** Document extract follows **

A few days ago I briefly glanced over an article discussing the fact that, "Sansar.com has actually been trending down
since the first Ready Player One
experience for Sansar was announced at the widely-covered CES in January."http://nwn.blogs.com/nwn/2018/04/sansar-social-vr-ready-player-one.html
Web traffic to Sansar wasn't growing, and can even be seen as declining, despite the popularity of the movie.
And today I ran across another article explaining how this lack of interest is extending to VR overall:
Actually this is also true across all variations of "Virtual Reality" related search terms and steam product stats for VR, so far as I can see. It's certainly not just Sansar. The movie is not causing people to want to 'try out' VR. I think this is because it only presented the idea of VR as mostly a sort of multiplayer shooter for escapists, rather than for education and many other uses, as presented in the book.http://nwn.blogs.com/nwn/2018/04/ready-player-one-social-vr-philip-rosedale.html
This makes sense because going back to 2016 when the Rift was launched with only 1 sensor and an XBox controller, many discussions across the web portrayed the Oculus platform as a "dead out of the gates" platform since it was not offering the "best gaming
hardware" options at launch. During that time a contrary viewpoint was offered, stating that VR needs to be about much more than just a gaming experience.

** End of Document extract **
** Source information follows **

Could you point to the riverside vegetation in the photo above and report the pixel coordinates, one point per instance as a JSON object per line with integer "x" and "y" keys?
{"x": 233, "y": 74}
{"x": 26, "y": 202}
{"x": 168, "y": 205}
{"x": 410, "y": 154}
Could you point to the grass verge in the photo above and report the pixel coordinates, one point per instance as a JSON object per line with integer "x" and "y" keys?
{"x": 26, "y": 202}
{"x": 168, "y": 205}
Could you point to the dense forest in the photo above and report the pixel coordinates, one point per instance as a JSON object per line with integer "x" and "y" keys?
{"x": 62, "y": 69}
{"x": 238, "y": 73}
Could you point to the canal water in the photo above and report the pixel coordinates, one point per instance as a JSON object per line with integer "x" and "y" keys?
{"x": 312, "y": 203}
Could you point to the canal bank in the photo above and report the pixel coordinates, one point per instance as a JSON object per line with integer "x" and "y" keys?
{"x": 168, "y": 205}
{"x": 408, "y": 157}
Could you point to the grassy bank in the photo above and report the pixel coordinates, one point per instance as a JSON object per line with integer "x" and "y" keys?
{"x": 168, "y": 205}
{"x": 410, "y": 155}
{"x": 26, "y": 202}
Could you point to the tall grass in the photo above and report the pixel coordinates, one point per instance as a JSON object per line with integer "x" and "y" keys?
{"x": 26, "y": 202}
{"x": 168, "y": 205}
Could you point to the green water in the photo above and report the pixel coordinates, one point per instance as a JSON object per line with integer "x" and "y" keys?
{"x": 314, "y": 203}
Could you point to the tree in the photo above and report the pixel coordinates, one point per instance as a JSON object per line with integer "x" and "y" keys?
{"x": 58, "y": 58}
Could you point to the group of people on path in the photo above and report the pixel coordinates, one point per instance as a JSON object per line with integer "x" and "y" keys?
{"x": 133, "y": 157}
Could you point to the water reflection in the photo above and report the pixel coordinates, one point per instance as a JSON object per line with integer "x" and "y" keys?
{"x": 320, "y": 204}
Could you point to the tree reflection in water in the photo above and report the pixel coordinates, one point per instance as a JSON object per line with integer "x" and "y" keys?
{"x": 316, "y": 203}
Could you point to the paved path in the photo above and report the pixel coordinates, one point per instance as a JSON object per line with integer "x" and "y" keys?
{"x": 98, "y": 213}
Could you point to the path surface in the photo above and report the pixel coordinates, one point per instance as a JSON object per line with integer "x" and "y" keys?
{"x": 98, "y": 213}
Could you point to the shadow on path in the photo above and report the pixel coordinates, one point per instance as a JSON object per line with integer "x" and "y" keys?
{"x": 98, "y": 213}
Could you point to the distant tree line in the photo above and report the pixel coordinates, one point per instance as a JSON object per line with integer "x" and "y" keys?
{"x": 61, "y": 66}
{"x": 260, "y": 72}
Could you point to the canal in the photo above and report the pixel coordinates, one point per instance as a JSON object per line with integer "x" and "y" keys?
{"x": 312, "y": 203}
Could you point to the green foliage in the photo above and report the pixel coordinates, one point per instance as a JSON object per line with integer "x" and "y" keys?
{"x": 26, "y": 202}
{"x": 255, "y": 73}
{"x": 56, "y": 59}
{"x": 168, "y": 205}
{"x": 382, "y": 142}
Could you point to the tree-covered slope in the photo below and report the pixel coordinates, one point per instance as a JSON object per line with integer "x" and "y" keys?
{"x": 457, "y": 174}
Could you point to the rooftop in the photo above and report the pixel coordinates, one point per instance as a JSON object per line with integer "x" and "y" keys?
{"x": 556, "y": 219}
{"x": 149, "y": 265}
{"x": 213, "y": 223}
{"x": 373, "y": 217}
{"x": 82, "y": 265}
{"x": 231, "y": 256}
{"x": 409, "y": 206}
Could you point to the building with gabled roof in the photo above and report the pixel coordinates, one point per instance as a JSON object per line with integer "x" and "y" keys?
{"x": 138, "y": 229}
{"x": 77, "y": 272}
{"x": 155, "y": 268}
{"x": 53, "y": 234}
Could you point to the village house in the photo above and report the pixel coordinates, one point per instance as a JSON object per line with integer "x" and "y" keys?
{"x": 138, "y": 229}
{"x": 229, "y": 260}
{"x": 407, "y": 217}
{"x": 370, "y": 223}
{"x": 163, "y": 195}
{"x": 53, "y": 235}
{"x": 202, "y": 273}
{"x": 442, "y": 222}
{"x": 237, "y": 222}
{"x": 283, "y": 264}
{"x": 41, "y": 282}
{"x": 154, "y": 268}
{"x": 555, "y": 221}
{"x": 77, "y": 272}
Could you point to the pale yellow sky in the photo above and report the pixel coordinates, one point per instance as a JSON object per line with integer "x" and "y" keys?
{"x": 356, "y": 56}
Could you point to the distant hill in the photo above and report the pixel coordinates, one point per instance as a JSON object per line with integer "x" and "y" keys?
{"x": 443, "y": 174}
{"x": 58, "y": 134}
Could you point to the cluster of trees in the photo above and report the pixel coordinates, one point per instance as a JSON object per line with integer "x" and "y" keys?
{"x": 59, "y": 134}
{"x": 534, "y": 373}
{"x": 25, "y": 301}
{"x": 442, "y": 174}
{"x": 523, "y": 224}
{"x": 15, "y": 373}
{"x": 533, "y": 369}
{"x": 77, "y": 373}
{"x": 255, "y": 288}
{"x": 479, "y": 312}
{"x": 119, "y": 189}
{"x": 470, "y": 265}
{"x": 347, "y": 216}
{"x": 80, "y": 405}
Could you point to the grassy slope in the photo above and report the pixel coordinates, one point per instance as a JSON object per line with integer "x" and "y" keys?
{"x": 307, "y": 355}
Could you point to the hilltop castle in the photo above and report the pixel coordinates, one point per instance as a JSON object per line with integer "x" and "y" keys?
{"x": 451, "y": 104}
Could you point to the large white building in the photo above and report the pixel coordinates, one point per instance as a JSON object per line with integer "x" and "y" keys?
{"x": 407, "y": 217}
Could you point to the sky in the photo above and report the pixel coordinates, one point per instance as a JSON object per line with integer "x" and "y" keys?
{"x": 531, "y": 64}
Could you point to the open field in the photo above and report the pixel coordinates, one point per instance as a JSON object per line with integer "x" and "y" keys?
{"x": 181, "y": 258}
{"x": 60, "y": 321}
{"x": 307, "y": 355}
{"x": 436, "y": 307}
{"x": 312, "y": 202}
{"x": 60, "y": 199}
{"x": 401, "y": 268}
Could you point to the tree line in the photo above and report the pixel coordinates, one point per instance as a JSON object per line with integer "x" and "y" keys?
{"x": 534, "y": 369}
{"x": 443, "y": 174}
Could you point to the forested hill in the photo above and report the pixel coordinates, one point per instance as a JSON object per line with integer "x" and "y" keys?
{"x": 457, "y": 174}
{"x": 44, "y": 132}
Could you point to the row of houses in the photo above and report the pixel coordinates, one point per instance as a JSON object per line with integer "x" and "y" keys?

** End of Source information **
** Source information follows **

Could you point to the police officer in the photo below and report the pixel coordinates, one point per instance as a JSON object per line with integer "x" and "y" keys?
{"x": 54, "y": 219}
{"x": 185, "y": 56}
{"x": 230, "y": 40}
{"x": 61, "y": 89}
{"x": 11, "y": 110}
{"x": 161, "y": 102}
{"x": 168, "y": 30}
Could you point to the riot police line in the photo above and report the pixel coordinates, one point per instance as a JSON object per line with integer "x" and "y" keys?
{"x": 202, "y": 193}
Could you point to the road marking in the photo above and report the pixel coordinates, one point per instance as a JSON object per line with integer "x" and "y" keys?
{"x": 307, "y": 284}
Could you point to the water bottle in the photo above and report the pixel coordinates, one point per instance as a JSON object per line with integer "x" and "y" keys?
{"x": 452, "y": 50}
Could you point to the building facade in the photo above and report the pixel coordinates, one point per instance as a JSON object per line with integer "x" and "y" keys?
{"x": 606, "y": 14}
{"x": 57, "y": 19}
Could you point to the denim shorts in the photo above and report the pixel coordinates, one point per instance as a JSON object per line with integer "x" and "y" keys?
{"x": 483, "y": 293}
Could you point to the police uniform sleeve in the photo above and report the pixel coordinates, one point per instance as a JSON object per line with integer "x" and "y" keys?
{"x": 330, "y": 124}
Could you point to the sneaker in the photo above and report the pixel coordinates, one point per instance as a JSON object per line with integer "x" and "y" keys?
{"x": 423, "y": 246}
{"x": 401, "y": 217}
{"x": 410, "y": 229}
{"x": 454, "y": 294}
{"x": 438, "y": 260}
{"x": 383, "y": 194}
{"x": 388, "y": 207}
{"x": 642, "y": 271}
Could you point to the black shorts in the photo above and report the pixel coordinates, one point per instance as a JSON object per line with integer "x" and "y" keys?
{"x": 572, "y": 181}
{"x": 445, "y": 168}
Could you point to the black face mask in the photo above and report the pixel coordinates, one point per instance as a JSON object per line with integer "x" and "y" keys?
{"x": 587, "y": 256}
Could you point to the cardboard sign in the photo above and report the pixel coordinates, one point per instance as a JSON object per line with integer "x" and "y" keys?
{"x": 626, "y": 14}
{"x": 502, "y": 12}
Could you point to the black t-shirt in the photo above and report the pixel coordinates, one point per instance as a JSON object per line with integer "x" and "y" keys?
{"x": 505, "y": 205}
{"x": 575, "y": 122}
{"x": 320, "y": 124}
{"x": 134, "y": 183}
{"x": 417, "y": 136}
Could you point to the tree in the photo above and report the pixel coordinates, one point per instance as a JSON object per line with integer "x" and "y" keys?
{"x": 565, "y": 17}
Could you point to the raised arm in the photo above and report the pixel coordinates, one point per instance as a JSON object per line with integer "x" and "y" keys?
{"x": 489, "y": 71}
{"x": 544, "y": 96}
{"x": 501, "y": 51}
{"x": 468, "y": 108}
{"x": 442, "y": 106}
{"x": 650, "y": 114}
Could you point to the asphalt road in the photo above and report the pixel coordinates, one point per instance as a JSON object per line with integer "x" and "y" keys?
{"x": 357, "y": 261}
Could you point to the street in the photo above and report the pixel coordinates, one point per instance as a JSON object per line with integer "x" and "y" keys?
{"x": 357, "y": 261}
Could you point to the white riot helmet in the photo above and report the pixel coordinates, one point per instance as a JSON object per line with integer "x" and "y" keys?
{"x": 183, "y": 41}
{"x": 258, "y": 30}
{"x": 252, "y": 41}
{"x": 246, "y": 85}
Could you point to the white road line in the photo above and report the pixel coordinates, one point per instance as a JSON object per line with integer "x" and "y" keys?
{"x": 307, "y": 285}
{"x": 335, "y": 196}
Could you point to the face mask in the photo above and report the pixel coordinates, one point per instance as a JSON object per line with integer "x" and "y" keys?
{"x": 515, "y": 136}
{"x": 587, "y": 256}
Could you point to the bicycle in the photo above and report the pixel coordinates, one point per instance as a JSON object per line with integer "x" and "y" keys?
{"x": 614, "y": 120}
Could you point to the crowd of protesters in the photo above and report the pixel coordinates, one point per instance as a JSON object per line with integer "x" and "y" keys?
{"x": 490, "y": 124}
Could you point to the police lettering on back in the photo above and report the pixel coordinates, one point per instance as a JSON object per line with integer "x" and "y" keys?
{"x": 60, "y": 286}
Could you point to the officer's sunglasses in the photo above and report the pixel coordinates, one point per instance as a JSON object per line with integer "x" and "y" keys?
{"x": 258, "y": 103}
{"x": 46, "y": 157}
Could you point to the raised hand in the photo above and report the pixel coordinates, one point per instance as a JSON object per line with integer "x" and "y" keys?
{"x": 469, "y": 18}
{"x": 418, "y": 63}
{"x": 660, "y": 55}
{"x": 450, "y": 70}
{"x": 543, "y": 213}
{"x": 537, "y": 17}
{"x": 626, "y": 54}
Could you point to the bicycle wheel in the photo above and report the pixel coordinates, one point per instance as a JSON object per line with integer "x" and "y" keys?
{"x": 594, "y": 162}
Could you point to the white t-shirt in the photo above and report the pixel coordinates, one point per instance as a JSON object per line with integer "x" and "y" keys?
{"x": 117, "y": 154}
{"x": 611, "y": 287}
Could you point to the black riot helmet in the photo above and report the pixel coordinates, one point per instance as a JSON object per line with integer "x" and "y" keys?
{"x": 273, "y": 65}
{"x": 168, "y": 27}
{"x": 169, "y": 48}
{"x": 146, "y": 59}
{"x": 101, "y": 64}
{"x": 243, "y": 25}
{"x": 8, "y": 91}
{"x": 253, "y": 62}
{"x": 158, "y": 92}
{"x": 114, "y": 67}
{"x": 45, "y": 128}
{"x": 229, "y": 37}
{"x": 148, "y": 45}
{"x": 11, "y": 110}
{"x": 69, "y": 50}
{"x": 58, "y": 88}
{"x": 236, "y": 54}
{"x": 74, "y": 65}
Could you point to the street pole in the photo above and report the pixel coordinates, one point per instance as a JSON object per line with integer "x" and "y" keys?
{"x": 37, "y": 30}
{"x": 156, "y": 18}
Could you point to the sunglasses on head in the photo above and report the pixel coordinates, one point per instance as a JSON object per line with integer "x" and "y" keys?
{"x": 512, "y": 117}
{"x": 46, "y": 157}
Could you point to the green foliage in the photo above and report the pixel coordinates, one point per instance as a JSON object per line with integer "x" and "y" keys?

** End of Source information **

Using the information:
1 - In the VR post, how does the writer say the movie presented VR?
2 - Please reproduce the part of the VR post between "A few days ago" and "of the movie.", inclusive.

Written answers:
1 - Mostly as a sort of multiplayer shooter for escapists.

2 -
A few days ago I briefly glanced over an article discussing the fact that, "Sansar.com has actually been trending down
since the first Ready Player One
experience for Sansar was announced at the widely-covered CES in January."http://nwn.blogs.com/nwn/2018/04/sansar-social-vr-ready-player-one.html
Web traffic to Sansar wasn't growing, and can even be seen as declining, despite the popularity of the movie.